§ SUPPLIED MATERIAL:
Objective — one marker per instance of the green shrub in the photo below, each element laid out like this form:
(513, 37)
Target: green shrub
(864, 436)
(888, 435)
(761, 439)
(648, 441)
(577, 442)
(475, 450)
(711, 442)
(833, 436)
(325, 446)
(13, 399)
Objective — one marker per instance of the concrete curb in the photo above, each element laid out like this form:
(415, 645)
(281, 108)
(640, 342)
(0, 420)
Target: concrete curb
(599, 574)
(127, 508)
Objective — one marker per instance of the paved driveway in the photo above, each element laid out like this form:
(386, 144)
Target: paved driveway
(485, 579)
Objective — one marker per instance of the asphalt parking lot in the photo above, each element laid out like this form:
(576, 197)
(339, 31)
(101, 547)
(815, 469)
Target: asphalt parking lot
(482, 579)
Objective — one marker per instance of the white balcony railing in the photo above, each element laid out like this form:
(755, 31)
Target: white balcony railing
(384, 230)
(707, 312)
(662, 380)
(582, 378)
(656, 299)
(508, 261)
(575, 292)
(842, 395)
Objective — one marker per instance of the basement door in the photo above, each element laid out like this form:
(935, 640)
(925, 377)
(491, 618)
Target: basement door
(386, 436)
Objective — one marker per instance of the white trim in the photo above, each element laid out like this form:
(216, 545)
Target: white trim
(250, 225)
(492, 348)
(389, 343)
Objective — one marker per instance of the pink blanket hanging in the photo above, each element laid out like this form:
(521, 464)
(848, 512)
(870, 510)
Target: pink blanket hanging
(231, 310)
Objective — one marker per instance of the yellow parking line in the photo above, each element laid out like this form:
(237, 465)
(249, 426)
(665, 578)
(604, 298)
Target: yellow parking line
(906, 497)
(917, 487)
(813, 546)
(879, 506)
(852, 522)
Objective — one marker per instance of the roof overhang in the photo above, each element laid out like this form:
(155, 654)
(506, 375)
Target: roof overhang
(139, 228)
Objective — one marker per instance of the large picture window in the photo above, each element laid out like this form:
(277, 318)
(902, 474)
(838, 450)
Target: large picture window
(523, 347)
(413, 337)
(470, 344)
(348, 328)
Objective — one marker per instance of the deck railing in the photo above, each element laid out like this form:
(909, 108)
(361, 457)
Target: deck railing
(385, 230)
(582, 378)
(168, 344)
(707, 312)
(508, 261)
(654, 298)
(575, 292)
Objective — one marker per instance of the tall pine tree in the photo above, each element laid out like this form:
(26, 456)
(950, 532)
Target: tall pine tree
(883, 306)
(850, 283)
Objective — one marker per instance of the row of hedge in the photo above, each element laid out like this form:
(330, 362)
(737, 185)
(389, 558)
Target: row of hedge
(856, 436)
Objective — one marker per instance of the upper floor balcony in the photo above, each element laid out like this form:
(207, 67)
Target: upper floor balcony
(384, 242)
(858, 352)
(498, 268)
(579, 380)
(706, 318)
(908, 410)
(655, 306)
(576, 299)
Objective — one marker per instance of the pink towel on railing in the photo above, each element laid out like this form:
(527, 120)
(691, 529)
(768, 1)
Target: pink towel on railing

§ HOW TO COMPLETE THIS TASK:
Every line of the material above should be repeated exactly.

§ TASK ANSWER:
Objective — one marker per instance of the green shrub in the photo below, each element laid out like this form:
(513, 37)
Target: green shrub
(864, 436)
(888, 435)
(761, 439)
(648, 441)
(577, 442)
(475, 450)
(711, 442)
(833, 436)
(325, 446)
(13, 399)
Objective — one marker per instance of the concrete curb in the photo above, each element laid out like this form:
(415, 645)
(281, 108)
(640, 342)
(0, 420)
Target: concrete curb
(599, 574)
(127, 508)
Objective — one marker per instance of the paved driveway in the photo above, each element laid out like this form:
(386, 144)
Target: paved driveway
(485, 579)
Objective — one marker per instance of the asphalt parking lot in the photo above, each element laid out like this form:
(576, 197)
(339, 31)
(101, 547)
(815, 469)
Target: asphalt parking lot
(482, 579)
Objective — one marker per instance of the white balcony railing in the photo above, each element laid out like this form:
(755, 31)
Target: white balcony railing
(384, 230)
(707, 312)
(662, 380)
(582, 378)
(656, 299)
(508, 261)
(575, 292)
(842, 395)
Objective — one marker per instance of the basement door in the photo above, each element laid out like this form:
(935, 640)
(925, 377)
(491, 618)
Target: basement door
(386, 436)
Objective — one marker per instance of the white trim in the photo above, each element laid out like this form:
(216, 545)
Target: white trim
(250, 225)
(492, 348)
(389, 343)
Objective — one marker per instance of the pink blanket hanging in the photo above, each element laid out like this form:
(521, 464)
(848, 512)
(870, 510)
Target: pink blanket hanging
(231, 310)
Objective — one marker per instance of the yellow parking line in the photo above, each element laid out like this form:
(237, 465)
(249, 426)
(665, 578)
(604, 298)
Target: yellow parking line
(906, 497)
(917, 487)
(813, 546)
(879, 506)
(852, 522)
Objective — one marker per instance of the roof overhang in the photo above, each element laid out like this form:
(155, 654)
(506, 375)
Target: roof overhang
(139, 228)
Objective — one marker per instance of the large picture window in the photo above, each element laid out like this form:
(277, 318)
(902, 474)
(838, 450)
Target: large picture window
(523, 347)
(413, 337)
(470, 344)
(348, 328)
Objective — one marker per instance of the deck railing in the photo above, each element laid out like this form:
(909, 108)
(361, 457)
Target: deck railing
(385, 230)
(582, 378)
(168, 344)
(707, 312)
(508, 261)
(654, 298)
(575, 292)
Objective — one marker per instance of the tall pine tree in the photo above, each element laid out like this form:
(26, 456)
(950, 532)
Target: tall pine tree
(883, 306)
(850, 283)
Objective — one marker per instance of the row of hedge in the photo above, each element laid out like this form:
(330, 362)
(737, 185)
(389, 558)
Target: row of hedge
(856, 436)
Objective — one marker per instance of the upper floor balcony in the photo above, each element laid out like this form:
(207, 67)
Target: upper floor balcony
(384, 242)
(858, 352)
(498, 268)
(579, 380)
(706, 318)
(908, 410)
(655, 306)
(576, 299)
Objective — one marker per instance of the pink towel on railing in the photo above, each element laid out like this form:
(527, 120)
(691, 529)
(768, 1)
Target: pink towel on railing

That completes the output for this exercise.